OG Anunoby’s family story is one of loss, discipline and a father determined to keep a house together after tragedy. Born in 1997 to Ogugua Chigbogu Damian Anunoby Sr. and Grace Ndidi Okereke, the Knicks forward lost his mother to cancer in 1998, when he was 1 year old, and later lost his father in 2018.
That history matters now because Anunoby is a central figure for New York, and the roots of his approach to basketball and daily life run back to the home his parents built. Ogugua Sr. and Grace married in London in 1988 before the family settled in Jefferson City, Missouri, where his father worked as a professor at Lincoln University and insisted that his son read for an hour each night.
Grace had her own athletic background, competing nationally in track and field as a sprinter and jumper, and Ogugua Sr. would later describe her as a champion athlete. He also pushed his children toward structure and achievement, telling a family friend that they tried to raise a proper family and that they valued hard work, order and success. For Anunoby, that meant more than schoolwork. As a child, he showed promise as a baseball pitcher and asked for a basketball hoop for the backyard, eventually getting a 12-foot adjustable model that cost several hundred dollars.
The family picture, though, is not perfectly simple. Ogugua Sr. is described as a single father who raised OG and his siblings after Grace died, but it is not entirely clear whether all seven children were shared between the two parents. What is clear is that the household left a mark. Anunoby’s older brother, Chigbogu “Chigbo” Anunoby, went on to play defensive tackle at Morehouse College and later signed with the Indianapolis Colts as an undrafted free agent in 2012, while OG himself went on to become an NBA player after being selected in the 2017 NBA Draft.
That leaves the most important part of the story already answered. Anunoby’s rise was not built in isolation; it was shaped by a mother whose athleticism stayed in the family memory, a father who demanded discipline, and a home that kept going after both parents were gone.

•••••

• [WORK TASK 1]:
According to the article on OG Anunoby's family, why does his family history matter now?
• [WORK TASK 2]:
In the article on OG Anunoby's family, what job did his father hold in Jefferson City, Missouri?
• [WORK TASK 3]:
Copy the article on OG Anunoby's family word for word, from "OG Anunoby’s family" up to and including "father in 2018.".

• [SUPPLIED DATA]:
•••••

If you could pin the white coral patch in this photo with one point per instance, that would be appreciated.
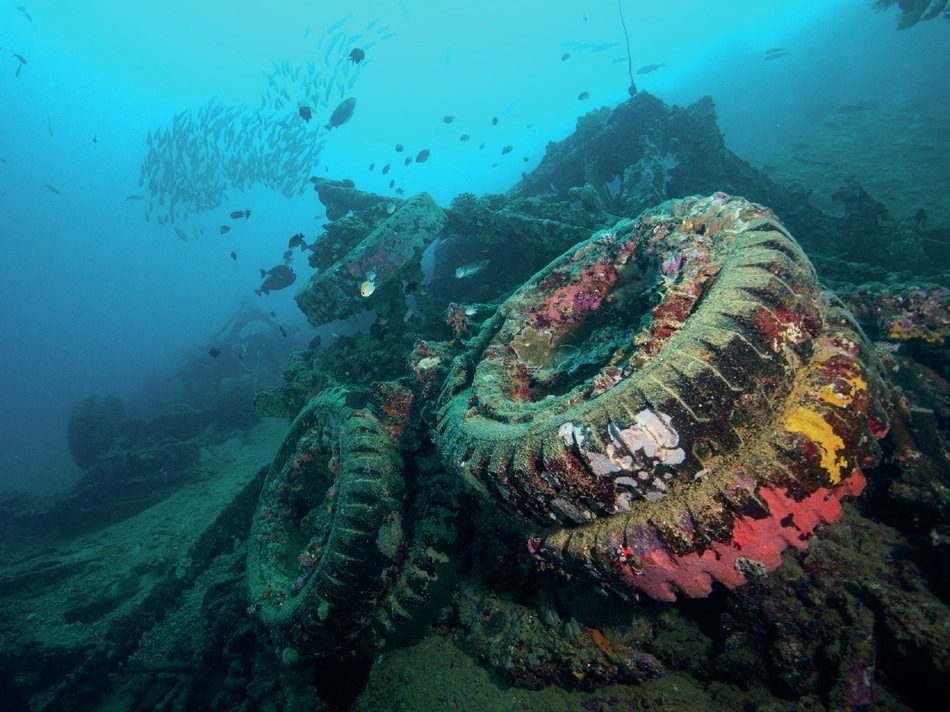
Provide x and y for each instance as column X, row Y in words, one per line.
column 571, row 434
column 653, row 433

•••••

• [WRITTEN ANSWER 1]:
It matters because Anunoby is a central figure for New York, and the roots of his approach to basketball and daily life go back to the home his parents built.

• [WRITTEN ANSWER 2]:
He was a professor at Lincoln University.

• [WRITTEN ANSWER 3]:
OG Anunoby’s family story is one of loss, discipline and a father determined to keep a house together after tragedy. Born in 1997 to Ogugua Chigbogu Damian Anunoby Sr. and Grace Ndidi Okereke, the Knicks forward lost his mother to cancer in 1998, when he was 1 year old, and later lost his father in 2018.